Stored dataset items
----------------

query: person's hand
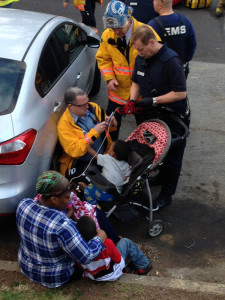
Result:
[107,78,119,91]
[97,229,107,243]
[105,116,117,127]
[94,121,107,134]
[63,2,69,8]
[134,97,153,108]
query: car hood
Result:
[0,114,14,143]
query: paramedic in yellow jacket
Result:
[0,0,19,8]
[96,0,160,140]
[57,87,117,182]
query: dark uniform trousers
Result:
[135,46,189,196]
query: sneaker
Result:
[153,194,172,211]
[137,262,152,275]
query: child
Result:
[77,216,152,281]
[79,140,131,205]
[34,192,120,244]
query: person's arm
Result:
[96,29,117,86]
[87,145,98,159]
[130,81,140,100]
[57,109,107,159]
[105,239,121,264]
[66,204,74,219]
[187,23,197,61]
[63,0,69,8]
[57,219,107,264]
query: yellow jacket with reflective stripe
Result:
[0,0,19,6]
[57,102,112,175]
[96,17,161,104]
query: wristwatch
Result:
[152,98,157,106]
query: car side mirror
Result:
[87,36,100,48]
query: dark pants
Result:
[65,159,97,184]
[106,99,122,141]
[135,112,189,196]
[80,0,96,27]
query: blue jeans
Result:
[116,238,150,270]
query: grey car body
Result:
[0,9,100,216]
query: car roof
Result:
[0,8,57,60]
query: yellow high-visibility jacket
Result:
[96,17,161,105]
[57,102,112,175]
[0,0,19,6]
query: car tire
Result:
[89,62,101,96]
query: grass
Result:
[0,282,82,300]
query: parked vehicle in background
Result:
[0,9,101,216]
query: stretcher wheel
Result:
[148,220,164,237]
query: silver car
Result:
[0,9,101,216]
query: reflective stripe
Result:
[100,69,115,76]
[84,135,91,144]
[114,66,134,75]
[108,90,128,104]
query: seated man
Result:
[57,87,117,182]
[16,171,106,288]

----------------

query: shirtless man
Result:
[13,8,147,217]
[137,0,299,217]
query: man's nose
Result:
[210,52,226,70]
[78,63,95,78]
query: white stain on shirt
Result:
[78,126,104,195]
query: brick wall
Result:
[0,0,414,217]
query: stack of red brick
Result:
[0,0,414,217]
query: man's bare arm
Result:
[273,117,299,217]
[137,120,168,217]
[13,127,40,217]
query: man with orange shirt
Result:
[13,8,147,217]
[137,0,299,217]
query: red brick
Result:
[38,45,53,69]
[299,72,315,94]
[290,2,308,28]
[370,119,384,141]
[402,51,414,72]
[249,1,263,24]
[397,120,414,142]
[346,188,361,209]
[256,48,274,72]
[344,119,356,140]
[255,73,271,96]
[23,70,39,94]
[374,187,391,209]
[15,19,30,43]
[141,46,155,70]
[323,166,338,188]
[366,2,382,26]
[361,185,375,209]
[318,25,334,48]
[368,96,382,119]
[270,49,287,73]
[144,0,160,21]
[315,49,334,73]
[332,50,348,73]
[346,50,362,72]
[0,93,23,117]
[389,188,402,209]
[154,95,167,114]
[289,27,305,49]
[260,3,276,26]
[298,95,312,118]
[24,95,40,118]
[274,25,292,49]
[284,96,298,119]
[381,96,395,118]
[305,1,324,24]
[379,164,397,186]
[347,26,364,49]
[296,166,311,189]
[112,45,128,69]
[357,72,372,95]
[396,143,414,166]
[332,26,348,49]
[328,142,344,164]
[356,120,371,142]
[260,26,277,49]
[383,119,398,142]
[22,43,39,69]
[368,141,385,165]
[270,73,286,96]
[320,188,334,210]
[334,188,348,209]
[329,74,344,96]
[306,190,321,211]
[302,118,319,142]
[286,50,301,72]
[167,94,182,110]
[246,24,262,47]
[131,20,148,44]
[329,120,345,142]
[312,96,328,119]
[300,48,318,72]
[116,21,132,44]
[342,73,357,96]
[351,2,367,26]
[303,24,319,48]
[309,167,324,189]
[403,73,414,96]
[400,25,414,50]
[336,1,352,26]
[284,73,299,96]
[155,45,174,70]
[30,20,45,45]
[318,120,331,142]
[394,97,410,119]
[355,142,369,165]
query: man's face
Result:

----------------

Problem description
Turn the lines of the records above into a numbered list, beginning at the line that has "query: car hood" and stopping after the line that has "[16,171,106,288]". Leave out any blank lines.

Correct answer
1. query: car hood
2. Result:
3. [0,114,14,143]
4. query: paramedic in yellow jacket
5. Result:
6. [0,0,19,8]
7. [96,0,160,140]
8. [57,87,117,182]
9. query: dark uniform trousers
10. Result:
11. [135,46,189,196]
12. query: sneaker
13. Result:
14. [153,194,172,211]
15. [137,262,152,275]
16. query: child
17. Result:
18. [77,216,152,281]
19. [79,140,131,205]
20. [34,192,120,244]
21. query: person's arm
22. Result:
23. [96,29,117,86]
24. [87,145,98,159]
25. [130,81,140,100]
26. [57,109,107,159]
27. [105,239,121,264]
28. [66,204,74,219]
29. [187,23,197,61]
30. [63,0,69,8]
31. [57,219,107,264]
32. query: yellow jacket with reflective stripe
33. Result:
34. [0,0,19,6]
35. [57,102,112,175]
36. [96,17,161,104]
37. query: wristwatch
38. Result:
39. [152,98,157,106]
40. query: car side mirror
41. Result:
42. [87,36,100,48]
43. query: dark pants
44. Result:
45. [65,159,97,184]
46. [106,99,122,141]
47. [135,112,189,196]
48. [80,0,96,27]
49. query: blue jeans
50. Result:
51. [116,238,150,270]
52. query: grey car body
53. Result:
54. [0,9,100,216]
55. query: car roof
56. Result:
57. [0,8,57,60]
58. query: yellow high-visibility jacket
59. Result:
60. [96,17,161,105]
61. [57,102,112,175]
62. [0,0,19,6]
63. query: car tire
64. Result:
65. [89,62,101,96]
66. query: grass
67. Result:
68. [0,282,82,300]
69. query: parked vehicle in background
70. Result:
71. [0,9,101,216]
72. query: stretcher wheel
73. Result:
74. [148,220,164,237]
75. query: silver car
76. Result:
77. [0,9,101,216]
78. query: reflective stripe
79. Result:
80. [100,69,115,76]
81. [84,135,91,144]
82. [114,66,134,75]
83. [108,90,128,104]
84. query: seated man
85. Result:
86. [57,87,117,182]
87. [16,171,106,288]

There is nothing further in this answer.